§ **Passage provided**
- - -

A garden can do wonders for your yard. It is beautiful to look at and can provide flowers, fruits, and vegetables year-round. If you have been thinking about starting a garden in your backyard but don’t know where to begin, then you are in luck! The following is a simple guide that is going to give you tips on how to start and give your plants the best opportunities for growth and maturity. In just a few short months, you can take pride in knowing you planted your favorite flowers and vegetation that are growing right outside your window. Your garden should be your pride and joy, and these are the steps to get you there.
What Do You Want to Plant?
Before anything can be started, you have to figure out what you want to start planting in your backyard plot. There are so many options to choose from—flowers, vegetables, herbs, or a mixture of them all. Think about what you want to get out of your garden. Do you want to grow fresh vegetables or fruits for your family to enjoy? Do you want a colorful display of flowers that you can make floral arrangements with?
Once you pick your desired choice, start small. It is easy for even the most advanced gardener to get overwhelmed when there are too many plants being sown at once. You can always go larger when you get a handle on your initial crops.
If you decide on planting flowers, remember to take into account your region and perennials versus annuals. If you live in a hot or humid climate, your choices for flowers can be different than those who reside in a colder location. Certain plants thrive in extreme weather, while others do not. Do your research before you settle on the ones you want for your yard.

- - -

§ **Dataset**
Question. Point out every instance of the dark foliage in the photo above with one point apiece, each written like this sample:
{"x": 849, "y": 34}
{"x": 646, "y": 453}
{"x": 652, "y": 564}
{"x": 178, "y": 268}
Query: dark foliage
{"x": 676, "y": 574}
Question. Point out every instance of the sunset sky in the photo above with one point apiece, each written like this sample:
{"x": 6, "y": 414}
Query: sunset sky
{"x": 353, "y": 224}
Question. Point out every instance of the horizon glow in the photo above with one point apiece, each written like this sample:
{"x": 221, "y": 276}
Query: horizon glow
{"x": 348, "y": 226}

- - -

§ **What is expected**
Reproduce verbatim everything in the gardening guide above from "If you decide" down to "want for your yard.", inclusive.

§ **Exercise output**
If you decide on planting flowers, remember to take into account your region and perennials versus annuals. If you live in a hot or humid climate, your choices for flowers can be different than those who reside in a colder location. Certain plants thrive in extreme weather, while others do not. Do your research before you settle on the ones you want for your yard.